Be Careful Out There
“You mean I could knock you out right now and get away with it?” He stood close to me, fist in my face, menacing. We were in an isolated part of a rural jail. It would take several minutes for anyone to hear me. My client was angry that I was discussing issues of competency and insanity. He stood, unable to sit while he made his point. We were at a standoff that lasted for a minute, until he sat down and our conversation continued. He was able to calm himself.
Later, one of our Kentucky public defenders was cold cocked during a motions hearing. He was arguing for a continuance, and was blind-sided by a fist to the side of his face. Our defender went down, remaining there for several minutes. The video went viral.
I thought about those incidents and others recently when a Brevard County, Florida, judge challenged a public defender to fight. The defender was asserting his client’s right to a speedy trial. The judge wanted the defender to waive that right. The defender stood strong. The judge first expressed the desire to throw a rock at the defender, and then when that intimidation didn’t work, used that familiar junior high school invitation, “let’s take it outside.” Once outside, allegedly the judge grabbed the defender and started hitting the defender, quitting only when a bailiff intervened.
What do we do with that? These incidents of courtroom violence seem to be somewhat on the increase. What’s going on? Are people angrier now than they once were? I don’t pretend to know what’s in the water, but do have a couple of observations.

Exercise set:
1 > In the essay on courtroom violence, what right was the Brevard County public defender asserting for his client when the judge challenged him to fight?
2 > Carry on the essay about courtroom violence, starting right after its final sentence.

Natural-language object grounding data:

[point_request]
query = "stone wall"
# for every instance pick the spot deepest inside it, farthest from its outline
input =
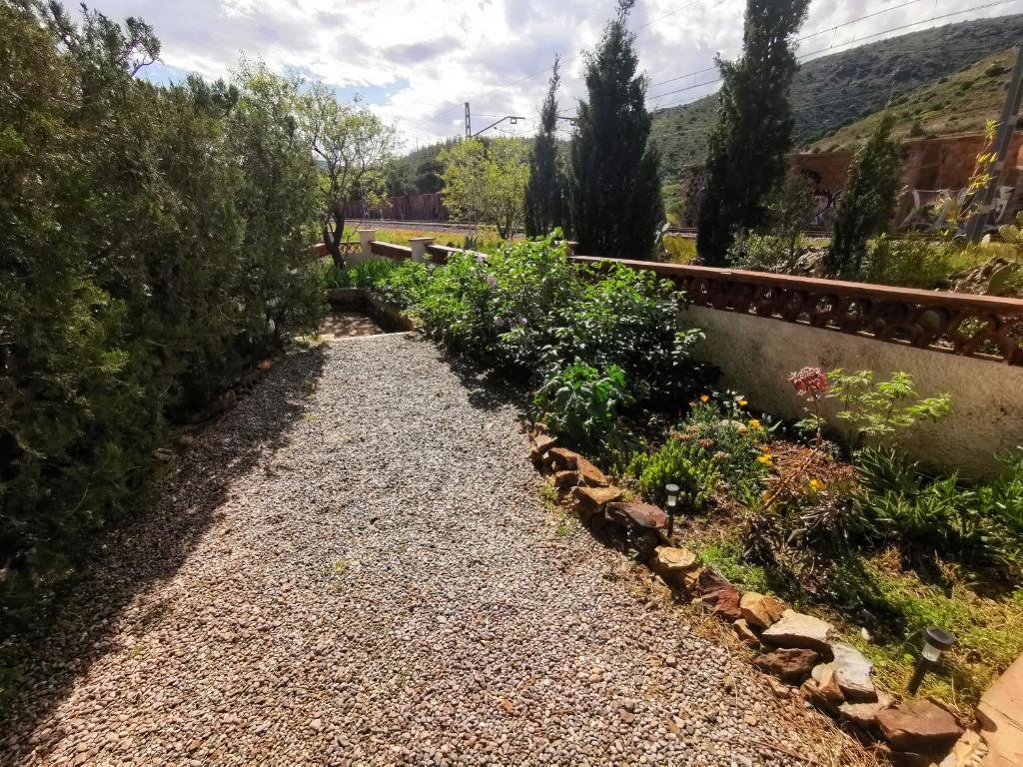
(757, 354)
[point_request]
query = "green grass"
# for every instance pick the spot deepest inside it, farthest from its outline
(680, 250)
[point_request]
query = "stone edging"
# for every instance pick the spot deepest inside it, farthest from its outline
(796, 649)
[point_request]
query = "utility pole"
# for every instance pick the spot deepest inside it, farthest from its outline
(1010, 116)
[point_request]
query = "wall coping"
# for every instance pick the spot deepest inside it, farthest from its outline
(985, 327)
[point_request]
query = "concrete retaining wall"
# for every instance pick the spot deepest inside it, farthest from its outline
(756, 356)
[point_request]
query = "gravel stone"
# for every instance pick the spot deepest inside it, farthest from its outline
(354, 567)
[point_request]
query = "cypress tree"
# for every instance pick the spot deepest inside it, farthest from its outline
(866, 206)
(543, 193)
(747, 147)
(615, 192)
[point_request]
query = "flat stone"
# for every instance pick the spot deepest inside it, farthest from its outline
(724, 602)
(919, 726)
(852, 672)
(790, 665)
(563, 459)
(590, 475)
(596, 497)
(566, 479)
(541, 445)
(591, 500)
(671, 562)
(746, 634)
(759, 611)
(798, 630)
(636, 514)
(709, 580)
(864, 715)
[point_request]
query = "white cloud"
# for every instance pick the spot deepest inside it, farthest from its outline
(415, 61)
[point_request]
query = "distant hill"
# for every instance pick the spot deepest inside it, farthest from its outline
(831, 92)
(960, 103)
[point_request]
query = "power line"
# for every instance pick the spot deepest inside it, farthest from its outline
(572, 57)
(823, 50)
(798, 40)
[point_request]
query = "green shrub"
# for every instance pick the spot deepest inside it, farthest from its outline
(977, 525)
(681, 462)
(151, 251)
(581, 402)
(528, 309)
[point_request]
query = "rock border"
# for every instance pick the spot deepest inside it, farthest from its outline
(801, 651)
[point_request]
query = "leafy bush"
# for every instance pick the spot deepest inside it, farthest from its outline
(878, 410)
(151, 251)
(978, 525)
(683, 463)
(528, 309)
(366, 275)
(581, 402)
(720, 426)
(910, 262)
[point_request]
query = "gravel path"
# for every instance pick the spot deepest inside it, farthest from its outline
(355, 567)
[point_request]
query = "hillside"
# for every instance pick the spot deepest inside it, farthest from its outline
(961, 103)
(833, 91)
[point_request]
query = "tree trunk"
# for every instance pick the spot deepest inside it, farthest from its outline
(332, 239)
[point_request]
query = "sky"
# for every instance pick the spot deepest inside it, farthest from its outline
(416, 61)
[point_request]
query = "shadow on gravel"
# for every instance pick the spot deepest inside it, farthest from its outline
(487, 390)
(39, 670)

Expected outputs:
1 > His client's right to a speedy trial.

2 >
Public defenders, investigators, mitigation specialists, and support staff are exposed to a lot of angry people, including their clients, police officers, family members, victims, prosecutors, and yes, judges. Violence and intimidation cannot be tolerated. Public defenders, like judges, must be protected by whatever reasonable security is available to other courthouse personnel.
Public defenders can minimize threats from their clients by establishing a good relationship with their clients. Time that is spent with a client is an investment into that relationship. Of course, many of our clients have mental illness. Many of them have never learned how to express frustration and anger. Nothing we do will totally eliminate the possibility of violence. But establishing a good listening relationship, spending time with our clients, is essential.
Public defenders must be treated like the professionals that we are. Judges must stop the intimidation, the demeaning talk, the quiet threats of contempt, that all too many judges have used over time to get their way or to move their dockets. Judges must treat public defenders like every other member of the bar. They need to stop over-scheduling defenders with multiple trials on the same day and they must stop putting defenders last at motion hour. Defenders, like prosecutors, need to be paid on par with prosecutors, and both need to be paid like legal professionals.
Public defenders need to understand the environment they are in and not be afraid to express security concerns. It’s not a badge of honor to be stupid and ignore what might be a threatening situation. In the immortal words of Phil Esterhouser, be careful out there.
What have your experiences been? What thoughts do you have on this?